- [Trecho do documento]:
CHICO XAVIER : ELE AINDA ESTÁ PRESENTE - Parte I

Como a memória do maior líder espírita do Brasil continua viva nas cidades mineiras onde ele construiu sua obra

Rodrigo Cardoso, de Pedro Leopoldo e Uberaba (MG)

Mensagem recebida por Celso Afonso atribuída a Chico Xavier

Francisco Cândido Xavier nasceu há 100 anos, em 2 de abril, em Pedro Leopoldo, e morreu oito anos atrás, em Uberaba. Cidades mineiras distintas – mais modesta, a primeira tem 60 mil habitantes, enquanto a outra, distante 510 quilômetros, é seis vezes mais populosa –, elas ostentam o privilégio de preservar viva a memória daquele que é considerado o apóstolo do espiritismo no mundo. Curiosamente, irão celebrar de forma muito diferente o centenário do médium. Em Pedro Leopoldo, de onde saiu por se sentir perseguido, a data será lembrada de forma festiva, com vários eventos. Em Uberaba, a cidade que o acolheu e projetou sua obra, a comemoração será silenciosa e quase envergonhada. O médium deixou sua cidade natal em 1959, aos 49 anos, depois que um sobrinho o acusou, por meio da imprensa, de inventar que psicografava. Aborrecido e perseguido por repórteres que passavam madrugadas na porta de sua casa, ele se cansou de dormir em bancos de praça e partiu, com a roupa do corpo, para o encontro de um amigo em Uberaba. Desde então, Chico visitava Pedro Leopoldo somente três vezes por ano.

- [Tarefas e exercícios]:
1. Transcreva sem alterações a parte da reportagem sobre Chico Xavier que se abre com as palavras contendo "Como a memória" e se fecha com "e Uberaba (MG)".
2. Indique se cada afirmação abaixo está de acordo com a reportagem sobre Chico Xavier. Responda sim ou não e cite entre aspas as palavras do texto que decidem a questão.
(a) Pedro Leopoldo tem mais habitantes do que Uberaba.
(b) O médium saiu de sua cidade natal em 1959, aos 49 anos.
(c) Em Uberaba, o centenário do médium será comemorado de forma festiva.
3. Segundo a reportagem sobre Chico Xavier, quantas vezes por ano ele passou a visitar Pedro Leopoldo depois de partir para Uberaba?

- [Registros de origem]:
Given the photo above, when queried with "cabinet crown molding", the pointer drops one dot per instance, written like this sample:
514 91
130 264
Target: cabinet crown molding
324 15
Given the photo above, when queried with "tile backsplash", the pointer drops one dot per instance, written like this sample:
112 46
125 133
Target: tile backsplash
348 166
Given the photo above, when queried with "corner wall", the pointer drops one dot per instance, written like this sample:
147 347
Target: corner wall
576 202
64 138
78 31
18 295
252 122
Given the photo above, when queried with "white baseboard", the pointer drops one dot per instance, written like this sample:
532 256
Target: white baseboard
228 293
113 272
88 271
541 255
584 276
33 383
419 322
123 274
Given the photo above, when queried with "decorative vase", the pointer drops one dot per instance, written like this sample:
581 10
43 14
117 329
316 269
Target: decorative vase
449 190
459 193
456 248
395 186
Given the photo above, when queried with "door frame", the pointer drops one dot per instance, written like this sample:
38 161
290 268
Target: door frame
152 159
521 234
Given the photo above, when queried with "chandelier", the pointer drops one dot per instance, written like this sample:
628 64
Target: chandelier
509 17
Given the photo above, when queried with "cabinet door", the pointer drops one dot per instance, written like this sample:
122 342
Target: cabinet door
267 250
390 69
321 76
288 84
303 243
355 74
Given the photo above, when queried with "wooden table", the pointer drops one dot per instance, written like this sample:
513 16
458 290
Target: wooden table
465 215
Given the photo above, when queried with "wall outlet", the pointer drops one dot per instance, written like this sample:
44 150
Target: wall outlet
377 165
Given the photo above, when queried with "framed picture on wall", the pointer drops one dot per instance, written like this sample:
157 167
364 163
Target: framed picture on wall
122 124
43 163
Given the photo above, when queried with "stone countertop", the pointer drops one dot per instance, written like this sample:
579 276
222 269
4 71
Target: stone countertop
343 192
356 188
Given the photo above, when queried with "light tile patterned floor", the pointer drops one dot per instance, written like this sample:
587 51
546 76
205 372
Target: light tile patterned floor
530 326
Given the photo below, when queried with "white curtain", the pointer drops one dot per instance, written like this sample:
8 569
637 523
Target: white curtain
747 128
* * *
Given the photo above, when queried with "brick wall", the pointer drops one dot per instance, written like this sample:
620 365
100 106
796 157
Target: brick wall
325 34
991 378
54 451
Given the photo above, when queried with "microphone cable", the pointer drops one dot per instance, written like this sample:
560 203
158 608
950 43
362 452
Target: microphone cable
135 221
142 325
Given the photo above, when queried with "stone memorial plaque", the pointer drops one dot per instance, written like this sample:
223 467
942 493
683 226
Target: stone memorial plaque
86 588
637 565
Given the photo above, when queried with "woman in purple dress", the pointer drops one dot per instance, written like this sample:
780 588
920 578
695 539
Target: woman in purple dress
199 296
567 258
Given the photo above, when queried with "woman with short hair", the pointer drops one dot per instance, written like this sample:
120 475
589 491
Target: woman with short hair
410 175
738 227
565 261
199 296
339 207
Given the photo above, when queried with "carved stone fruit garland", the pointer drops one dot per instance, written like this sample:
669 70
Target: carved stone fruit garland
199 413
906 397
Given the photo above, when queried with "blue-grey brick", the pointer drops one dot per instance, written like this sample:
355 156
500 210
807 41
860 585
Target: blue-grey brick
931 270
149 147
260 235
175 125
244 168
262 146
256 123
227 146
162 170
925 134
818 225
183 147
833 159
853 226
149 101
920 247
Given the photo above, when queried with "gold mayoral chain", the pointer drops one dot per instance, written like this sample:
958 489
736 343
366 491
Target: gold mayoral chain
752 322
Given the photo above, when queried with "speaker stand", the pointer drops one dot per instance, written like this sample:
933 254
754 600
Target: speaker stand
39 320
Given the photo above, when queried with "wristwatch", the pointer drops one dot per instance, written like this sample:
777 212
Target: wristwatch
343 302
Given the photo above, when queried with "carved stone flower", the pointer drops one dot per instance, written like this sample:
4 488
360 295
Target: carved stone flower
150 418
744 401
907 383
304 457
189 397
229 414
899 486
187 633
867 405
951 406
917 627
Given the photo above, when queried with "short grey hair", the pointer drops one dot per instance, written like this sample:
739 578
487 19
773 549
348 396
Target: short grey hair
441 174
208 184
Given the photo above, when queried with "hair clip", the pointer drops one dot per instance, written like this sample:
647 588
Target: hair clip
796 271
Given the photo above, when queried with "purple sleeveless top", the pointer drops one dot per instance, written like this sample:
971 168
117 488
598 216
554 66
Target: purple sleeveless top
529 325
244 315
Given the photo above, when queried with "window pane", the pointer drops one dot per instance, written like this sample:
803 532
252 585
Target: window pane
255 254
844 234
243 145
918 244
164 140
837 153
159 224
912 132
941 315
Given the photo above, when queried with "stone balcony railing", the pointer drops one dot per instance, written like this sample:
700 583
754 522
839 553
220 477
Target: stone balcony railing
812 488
==
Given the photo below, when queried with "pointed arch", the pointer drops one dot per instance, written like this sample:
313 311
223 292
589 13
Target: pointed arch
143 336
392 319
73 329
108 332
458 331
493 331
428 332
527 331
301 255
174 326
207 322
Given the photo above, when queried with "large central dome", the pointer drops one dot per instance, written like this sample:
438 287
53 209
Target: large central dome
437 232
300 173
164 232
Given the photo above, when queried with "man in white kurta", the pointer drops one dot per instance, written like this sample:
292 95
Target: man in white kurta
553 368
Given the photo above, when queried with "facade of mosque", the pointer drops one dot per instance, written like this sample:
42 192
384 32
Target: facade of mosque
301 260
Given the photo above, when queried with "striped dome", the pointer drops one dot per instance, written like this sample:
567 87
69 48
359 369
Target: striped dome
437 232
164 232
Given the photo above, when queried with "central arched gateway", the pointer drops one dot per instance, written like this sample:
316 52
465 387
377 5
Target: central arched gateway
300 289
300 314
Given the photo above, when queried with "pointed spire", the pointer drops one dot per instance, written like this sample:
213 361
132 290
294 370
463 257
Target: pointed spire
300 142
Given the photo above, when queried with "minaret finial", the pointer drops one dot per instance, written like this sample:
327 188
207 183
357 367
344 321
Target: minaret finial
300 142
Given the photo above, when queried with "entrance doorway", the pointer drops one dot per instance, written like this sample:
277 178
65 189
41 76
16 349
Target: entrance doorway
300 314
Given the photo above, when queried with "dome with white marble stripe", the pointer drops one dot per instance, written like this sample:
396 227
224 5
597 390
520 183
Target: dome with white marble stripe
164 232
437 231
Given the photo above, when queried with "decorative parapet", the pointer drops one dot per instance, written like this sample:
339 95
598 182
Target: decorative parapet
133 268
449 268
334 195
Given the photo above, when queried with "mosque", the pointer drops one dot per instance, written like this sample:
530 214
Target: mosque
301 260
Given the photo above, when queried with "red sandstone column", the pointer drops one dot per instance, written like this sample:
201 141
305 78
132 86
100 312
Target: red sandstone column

- [Respostas por tarefa]:
1.
Como a memória do maior líder espírita do Brasil continua viva nas cidades mineiras onde ele construiu sua obra

Rodrigo Cardoso, de Pedro Leopoldo e Uberaba (MG)

2.
(a) Não: "mais modesta, a primeira tem 60 mil habitantes, enquanto a outra, distante 510 quilômetros, é seis vezes mais populosa".
(b) Sim: "O médium deixou sua cidade natal em 1959, aos 49 anos".
(c) Não: "Em Uberaba, a cidade que o acolheu e projetou sua obra, a comemoração será silenciosa e quase envergonhada."

3. Três vezes por ano.